Dataset excerpt:
┄┄┄┄┄┄┄┄┄┄

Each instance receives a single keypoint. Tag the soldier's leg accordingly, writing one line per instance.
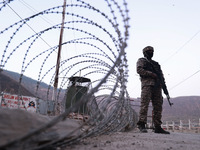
(146, 96)
(157, 102)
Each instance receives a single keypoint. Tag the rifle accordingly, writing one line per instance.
(162, 81)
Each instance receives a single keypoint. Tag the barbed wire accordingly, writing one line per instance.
(101, 57)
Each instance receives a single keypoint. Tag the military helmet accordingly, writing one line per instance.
(147, 49)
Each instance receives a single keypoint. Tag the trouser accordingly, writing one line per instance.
(155, 95)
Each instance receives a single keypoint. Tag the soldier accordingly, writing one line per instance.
(151, 89)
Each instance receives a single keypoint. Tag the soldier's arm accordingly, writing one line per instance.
(143, 72)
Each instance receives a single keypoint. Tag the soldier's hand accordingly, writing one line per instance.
(168, 97)
(154, 76)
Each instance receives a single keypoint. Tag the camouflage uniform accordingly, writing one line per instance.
(151, 90)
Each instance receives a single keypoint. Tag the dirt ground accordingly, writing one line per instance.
(134, 140)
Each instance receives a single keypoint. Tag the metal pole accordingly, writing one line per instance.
(57, 108)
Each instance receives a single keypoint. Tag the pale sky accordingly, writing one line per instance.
(172, 27)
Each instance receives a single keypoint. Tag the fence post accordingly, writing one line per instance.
(189, 124)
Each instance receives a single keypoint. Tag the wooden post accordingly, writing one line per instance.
(57, 107)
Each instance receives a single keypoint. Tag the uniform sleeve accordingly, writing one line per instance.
(141, 69)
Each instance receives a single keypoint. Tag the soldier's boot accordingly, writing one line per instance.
(142, 128)
(158, 129)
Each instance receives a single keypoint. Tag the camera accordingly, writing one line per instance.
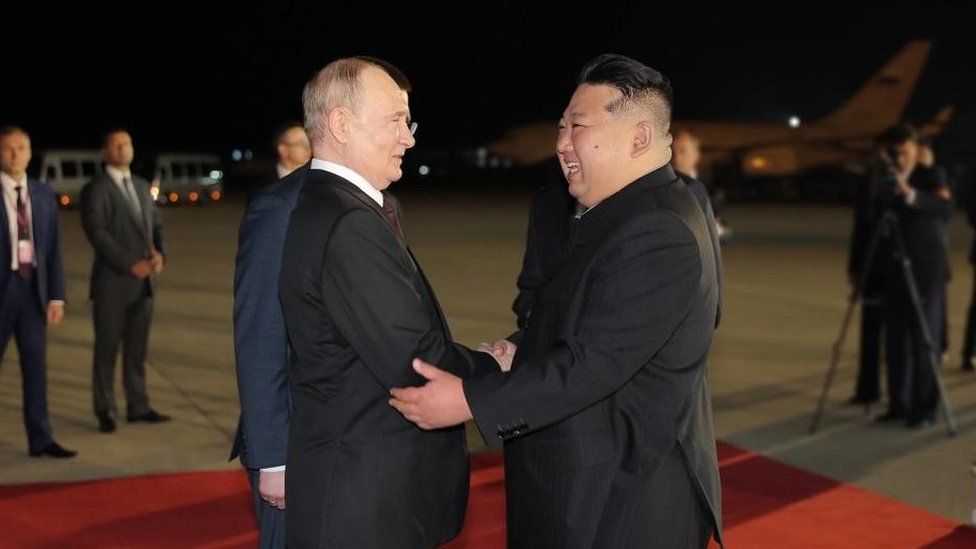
(891, 156)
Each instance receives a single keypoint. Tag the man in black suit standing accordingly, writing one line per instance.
(357, 309)
(31, 282)
(261, 348)
(606, 413)
(920, 199)
(123, 226)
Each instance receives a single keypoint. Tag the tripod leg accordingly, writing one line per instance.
(855, 298)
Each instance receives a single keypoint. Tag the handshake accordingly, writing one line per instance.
(502, 350)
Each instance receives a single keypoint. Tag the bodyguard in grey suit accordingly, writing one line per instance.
(32, 291)
(123, 226)
(606, 413)
(358, 308)
(261, 349)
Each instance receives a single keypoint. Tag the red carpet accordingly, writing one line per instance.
(767, 504)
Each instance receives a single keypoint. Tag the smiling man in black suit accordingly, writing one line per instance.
(606, 413)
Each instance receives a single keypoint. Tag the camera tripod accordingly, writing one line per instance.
(888, 224)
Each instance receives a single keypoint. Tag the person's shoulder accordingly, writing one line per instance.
(39, 187)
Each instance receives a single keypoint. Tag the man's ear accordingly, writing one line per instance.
(643, 138)
(339, 124)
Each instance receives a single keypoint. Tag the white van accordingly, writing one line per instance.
(187, 178)
(67, 171)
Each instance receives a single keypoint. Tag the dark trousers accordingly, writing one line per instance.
(22, 317)
(271, 521)
(118, 321)
(868, 388)
(912, 390)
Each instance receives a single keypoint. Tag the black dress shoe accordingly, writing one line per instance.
(889, 416)
(105, 423)
(920, 422)
(152, 416)
(54, 450)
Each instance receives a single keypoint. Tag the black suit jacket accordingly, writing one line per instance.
(358, 310)
(49, 269)
(922, 226)
(261, 348)
(119, 238)
(552, 214)
(610, 378)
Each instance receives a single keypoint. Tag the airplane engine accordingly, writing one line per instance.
(770, 162)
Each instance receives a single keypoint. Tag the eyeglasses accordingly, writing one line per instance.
(302, 144)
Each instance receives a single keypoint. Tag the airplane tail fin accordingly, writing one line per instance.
(937, 124)
(880, 102)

┄┄┄┄┄┄┄┄┄┄

**Do this**
Format all the rows above as a two-column CSV with the columns "prompt" and "keypoints", one line per row, putting each text and its answer in a quoted field with line breaks turned into spaces. Leave the pictures out.

**The reply**
prompt,keypoints
"Each instance receives a single keypoint. Tag the soldier's leg accordingly, writing one line per instance.","(146, 96) (157, 102)"
"Each instance receives a single keypoint. Tag the rifle accordingly, writing one line per instance.","(162, 81)"
"Each instance receives a single keypoint. Tag the barbed wire accordingly, writing one line per instance.","(101, 57)"
"Each instance receives a single keypoint. Tag the military helmet accordingly, writing one line per instance.","(147, 49)"
"Each instance receives a single keypoint. Tag the trouser accordingly, writing one line per instance.","(155, 95)"
"Each instance receives a single keypoint. Tag the soldier accordingly, writing one line per instance.","(151, 89)"
"Each instance receives a single keypoint. Tag the soldier's arm accordingly, writing one line per instance.","(143, 72)"
"Each instance receives a single keypoint. Tag the soldier's hand accordingly, writing one line per instance.","(168, 97) (154, 76)"
"Each instance receives a single keypoint. Tag the camouflage uniform accordingly, writing one line per instance.","(151, 90)"
"Each instance receives a single keypoint. Tag the dirt ground accordingly, writing one line per instance.","(134, 140)"
"Each instance receives a single keypoint. Tag the metal pole accordingly, writing one line per instance.","(57, 108)"
"Each instance receives a single keypoint. Tag the pale sky accordingly, writing one line per instance.","(172, 27)"
"Each instance receives a single keypoint. Tag the fence post accordingly, writing one line per instance.","(189, 124)"
"Each instance receives a single keypoint. Tag the wooden post accordingly, writing one line per instance.","(57, 107)"
"Each instance receives a single keypoint. Tag the uniform sleeve accordingly, writing one line per instance.","(141, 69)"
"Each instance receives a single keypoint. Tag the soldier's boot accordingly, writing one line per instance.","(142, 128) (158, 129)"
"Each instance receives a single keypoint. Tag the camera accordingly, writing one line per instance.","(891, 156)"
"Each instance receives a single keypoint. Tag the man in black suit standing accordingly, writing one line per instance.","(357, 309) (31, 282) (261, 348) (606, 413) (920, 199) (123, 226)"
"Each instance receives a single keypoint. Tag the tripod leg accordingly, writing one line per instance.","(855, 298)"
"Each instance receives a single keypoint. Tag the handshake accordingly, writing one line per instance.","(502, 350)"
"Each instance receives a single keypoint. Tag the bodyguard in grey suit accordingly, writing one line per instance.","(32, 291) (123, 226) (606, 413) (358, 308) (261, 349)"
"Each instance receives a single keypoint. Tag the red carpet accordingly, writing one line per instance.","(767, 504)"
"Each instance receives a single keypoint. Tag the smiling man in black suit accordingly, writing one line per instance.","(606, 413)"
"Each instance receives a single keypoint. Tag the camera tripod accordingly, writing one line per instance.","(888, 224)"
"Each instance receives a single keypoint. Tag the person's shoulder accordingly, writing one line per instance.","(39, 187)"
"Each instance receives a single keypoint. Tag the man's ear accordingly, writing one line per instance.","(643, 138) (339, 124)"
"Each instance receives a single keypoint. Tag the white van accordingly, writing one line per instance.","(187, 178) (67, 171)"
"Each instance receives a single keypoint. Tag the dark trousers accordingly, writing one line per instance.","(22, 317) (271, 521) (118, 321) (868, 388) (912, 390)"
"Each instance receives a single keypoint. Tag the black dress shoe accordingly, writing one line per instance.","(889, 416) (105, 423) (920, 422) (152, 416) (54, 450)"
"Each instance receives a single keypoint. Tag the black suit jacket accordingly, writing one line per instance.","(358, 310) (49, 269) (922, 226) (261, 348) (119, 238) (552, 214) (610, 378)"
"Each instance receives a single keypoint. Tag the airplane engine accordingly, writing one line per instance.","(770, 162)"
"Each instance receives a single keypoint. Tag the eyeglasses accordingly, writing one line per instance.","(302, 144)"
"Each instance receives a single keypoint. Tag the airplane tail fin accordingly, writing one line per instance.","(937, 124) (880, 102)"